TASK GOAL -> Find the line containing "Annotation task — identify one point per instance of the held". Retype it and every line after it through the end of the entries, exactly as written, with nothing added.

-------- MATERIALS PROVIDED --------

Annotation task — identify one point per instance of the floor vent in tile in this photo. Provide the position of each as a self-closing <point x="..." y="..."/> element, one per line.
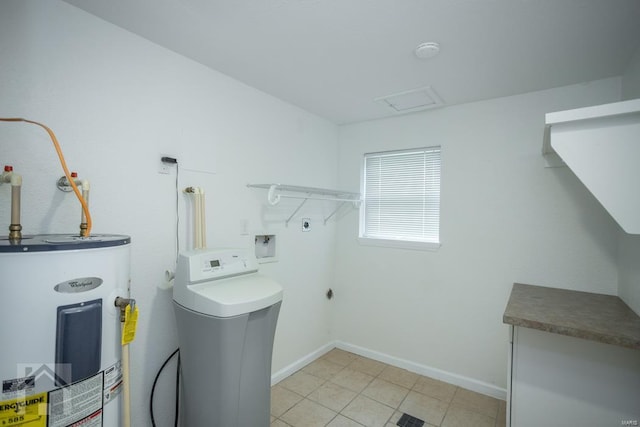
<point x="407" y="420"/>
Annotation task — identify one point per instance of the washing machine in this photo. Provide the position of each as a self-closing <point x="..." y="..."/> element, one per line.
<point x="226" y="313"/>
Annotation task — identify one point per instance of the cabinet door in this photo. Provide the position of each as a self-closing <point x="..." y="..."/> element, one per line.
<point x="561" y="381"/>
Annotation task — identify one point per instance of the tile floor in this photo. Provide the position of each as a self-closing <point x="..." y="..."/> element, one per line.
<point x="342" y="389"/>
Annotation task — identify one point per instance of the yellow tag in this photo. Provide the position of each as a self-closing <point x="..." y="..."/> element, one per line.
<point x="30" y="411"/>
<point x="130" y="322"/>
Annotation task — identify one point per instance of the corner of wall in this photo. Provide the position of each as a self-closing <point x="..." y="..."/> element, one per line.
<point x="631" y="78"/>
<point x="629" y="270"/>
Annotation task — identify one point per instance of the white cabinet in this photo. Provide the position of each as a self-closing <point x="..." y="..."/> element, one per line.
<point x="559" y="380"/>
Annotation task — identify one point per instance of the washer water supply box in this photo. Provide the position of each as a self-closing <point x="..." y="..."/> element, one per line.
<point x="226" y="314"/>
<point x="61" y="355"/>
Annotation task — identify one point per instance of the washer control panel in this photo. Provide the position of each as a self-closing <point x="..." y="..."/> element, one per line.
<point x="212" y="264"/>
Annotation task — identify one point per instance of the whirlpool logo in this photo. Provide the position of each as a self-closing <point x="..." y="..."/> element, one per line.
<point x="82" y="284"/>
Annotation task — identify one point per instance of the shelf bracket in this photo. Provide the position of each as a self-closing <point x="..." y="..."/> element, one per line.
<point x="286" y="223"/>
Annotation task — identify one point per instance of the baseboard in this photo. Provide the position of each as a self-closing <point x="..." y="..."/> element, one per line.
<point x="428" y="371"/>
<point x="301" y="363"/>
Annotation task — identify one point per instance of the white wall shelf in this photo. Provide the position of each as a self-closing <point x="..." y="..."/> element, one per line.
<point x="278" y="191"/>
<point x="601" y="145"/>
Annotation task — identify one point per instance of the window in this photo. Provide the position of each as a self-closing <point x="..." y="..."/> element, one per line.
<point x="401" y="204"/>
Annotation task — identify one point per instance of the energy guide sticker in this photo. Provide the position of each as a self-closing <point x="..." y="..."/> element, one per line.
<point x="79" y="403"/>
<point x="28" y="411"/>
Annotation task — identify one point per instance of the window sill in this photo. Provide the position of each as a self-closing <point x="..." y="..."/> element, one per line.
<point x="400" y="244"/>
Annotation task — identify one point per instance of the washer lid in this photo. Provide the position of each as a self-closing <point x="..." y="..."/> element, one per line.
<point x="232" y="296"/>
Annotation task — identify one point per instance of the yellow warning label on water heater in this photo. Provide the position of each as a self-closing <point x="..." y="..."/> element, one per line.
<point x="28" y="411"/>
<point x="130" y="322"/>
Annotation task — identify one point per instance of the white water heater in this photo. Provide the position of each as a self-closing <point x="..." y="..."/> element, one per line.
<point x="60" y="341"/>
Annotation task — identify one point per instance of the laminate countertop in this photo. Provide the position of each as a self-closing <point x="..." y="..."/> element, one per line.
<point x="595" y="317"/>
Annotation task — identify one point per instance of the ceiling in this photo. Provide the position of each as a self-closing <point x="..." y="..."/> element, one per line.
<point x="334" y="57"/>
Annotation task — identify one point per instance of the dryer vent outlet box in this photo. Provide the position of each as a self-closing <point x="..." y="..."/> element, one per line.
<point x="265" y="246"/>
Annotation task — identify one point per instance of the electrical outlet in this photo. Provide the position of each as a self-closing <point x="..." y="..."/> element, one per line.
<point x="166" y="163"/>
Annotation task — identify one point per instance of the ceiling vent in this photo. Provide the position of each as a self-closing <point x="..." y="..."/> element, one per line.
<point x="411" y="100"/>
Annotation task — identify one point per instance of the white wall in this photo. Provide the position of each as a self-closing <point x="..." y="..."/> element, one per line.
<point x="117" y="102"/>
<point x="629" y="245"/>
<point x="631" y="78"/>
<point x="504" y="218"/>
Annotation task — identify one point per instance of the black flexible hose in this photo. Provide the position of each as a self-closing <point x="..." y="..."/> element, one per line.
<point x="153" y="388"/>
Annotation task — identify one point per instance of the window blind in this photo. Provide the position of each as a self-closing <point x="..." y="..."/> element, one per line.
<point x="402" y="195"/>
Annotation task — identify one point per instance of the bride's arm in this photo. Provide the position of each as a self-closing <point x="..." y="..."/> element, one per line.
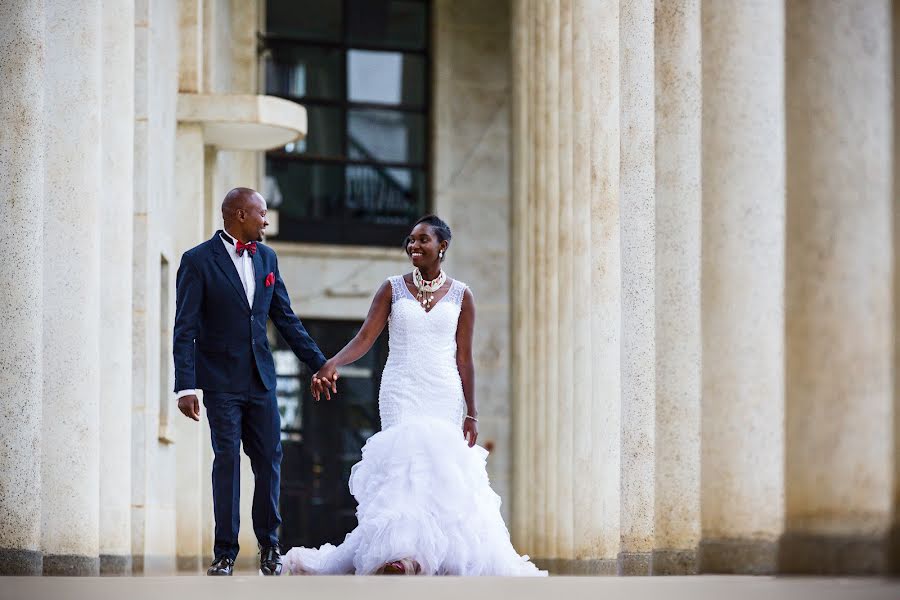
<point x="465" y="331"/>
<point x="361" y="342"/>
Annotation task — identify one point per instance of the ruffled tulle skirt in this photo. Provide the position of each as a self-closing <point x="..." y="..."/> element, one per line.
<point x="423" y="494"/>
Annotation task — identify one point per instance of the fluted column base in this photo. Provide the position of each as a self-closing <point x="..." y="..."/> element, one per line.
<point x="20" y="562"/>
<point x="115" y="564"/>
<point x="565" y="566"/>
<point x="674" y="562"/>
<point x="633" y="564"/>
<point x="818" y="554"/>
<point x="71" y="565"/>
<point x="738" y="556"/>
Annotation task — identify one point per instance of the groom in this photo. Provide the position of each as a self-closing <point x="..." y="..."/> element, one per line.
<point x="226" y="289"/>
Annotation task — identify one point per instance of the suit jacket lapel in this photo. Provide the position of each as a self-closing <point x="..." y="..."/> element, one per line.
<point x="225" y="263"/>
<point x="258" y="277"/>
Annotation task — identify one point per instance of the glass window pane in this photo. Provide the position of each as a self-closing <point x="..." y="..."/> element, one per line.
<point x="386" y="196"/>
<point x="386" y="77"/>
<point x="304" y="71"/>
<point x="388" y="23"/>
<point x="385" y="135"/>
<point x="325" y="134"/>
<point x="309" y="19"/>
<point x="303" y="190"/>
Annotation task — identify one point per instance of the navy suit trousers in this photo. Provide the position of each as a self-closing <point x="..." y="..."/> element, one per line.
<point x="250" y="417"/>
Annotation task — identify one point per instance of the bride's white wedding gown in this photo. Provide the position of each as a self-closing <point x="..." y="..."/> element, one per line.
<point x="422" y="492"/>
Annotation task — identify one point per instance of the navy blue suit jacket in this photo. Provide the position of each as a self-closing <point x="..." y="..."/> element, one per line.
<point x="219" y="339"/>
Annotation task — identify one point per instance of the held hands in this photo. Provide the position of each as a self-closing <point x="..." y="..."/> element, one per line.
<point x="189" y="407"/>
<point x="470" y="431"/>
<point x="324" y="382"/>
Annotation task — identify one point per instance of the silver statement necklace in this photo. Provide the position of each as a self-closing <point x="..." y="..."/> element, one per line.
<point x="427" y="288"/>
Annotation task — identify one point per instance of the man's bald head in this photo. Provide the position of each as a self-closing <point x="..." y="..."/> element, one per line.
<point x="236" y="199"/>
<point x="244" y="214"/>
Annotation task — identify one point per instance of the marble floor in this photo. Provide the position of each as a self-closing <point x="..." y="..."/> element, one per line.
<point x="449" y="588"/>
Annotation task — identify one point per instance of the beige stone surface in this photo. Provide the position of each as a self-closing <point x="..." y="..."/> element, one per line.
<point x="743" y="271"/>
<point x="567" y="324"/>
<point x="22" y="68"/>
<point x="244" y="121"/>
<point x="550" y="264"/>
<point x="71" y="281"/>
<point x="539" y="362"/>
<point x="116" y="242"/>
<point x="638" y="231"/>
<point x="839" y="379"/>
<point x="678" y="225"/>
<point x="582" y="413"/>
<point x="606" y="282"/>
<point x="470" y="190"/>
<point x="520" y="223"/>
<point x="190" y="475"/>
<point x="156" y="235"/>
<point x="191" y="41"/>
<point x="447" y="588"/>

--------

RESPONSE TO THE TASK ->
Annotation task — identify one point per instance of the held hands in this photo. Provide the position of each as a self-closing <point x="..." y="..."/> element, one per line.
<point x="189" y="407"/>
<point x="470" y="431"/>
<point x="324" y="382"/>
Annotation task — identify one point per instance of the silver statement necklace in this photo. Provide the position of each as a self-closing <point x="..." y="..."/> element, one per line.
<point x="427" y="288"/>
Annotation task — identify one point per instance of the man's bald head in this photo. Provide the position of each as a self-closing <point x="..." y="..."/> element, one per line.
<point x="236" y="199"/>
<point x="244" y="214"/>
Annotation task — identify one point per instance of the marble floor in this photo. Provide the position of each as a self-closing <point x="..." y="..."/> element, one per line.
<point x="449" y="588"/>
Annotation task — identify one point per instance of the beige stone surface in this photo. Provide the position of each as a self-closing <point x="..." y="..."/> element, one per line.
<point x="743" y="271"/>
<point x="567" y="324"/>
<point x="22" y="68"/>
<point x="244" y="121"/>
<point x="550" y="264"/>
<point x="71" y="281"/>
<point x="539" y="362"/>
<point x="116" y="242"/>
<point x="638" y="231"/>
<point x="839" y="379"/>
<point x="678" y="225"/>
<point x="582" y="413"/>
<point x="606" y="282"/>
<point x="470" y="190"/>
<point x="520" y="223"/>
<point x="190" y="475"/>
<point x="156" y="235"/>
<point x="191" y="41"/>
<point x="447" y="588"/>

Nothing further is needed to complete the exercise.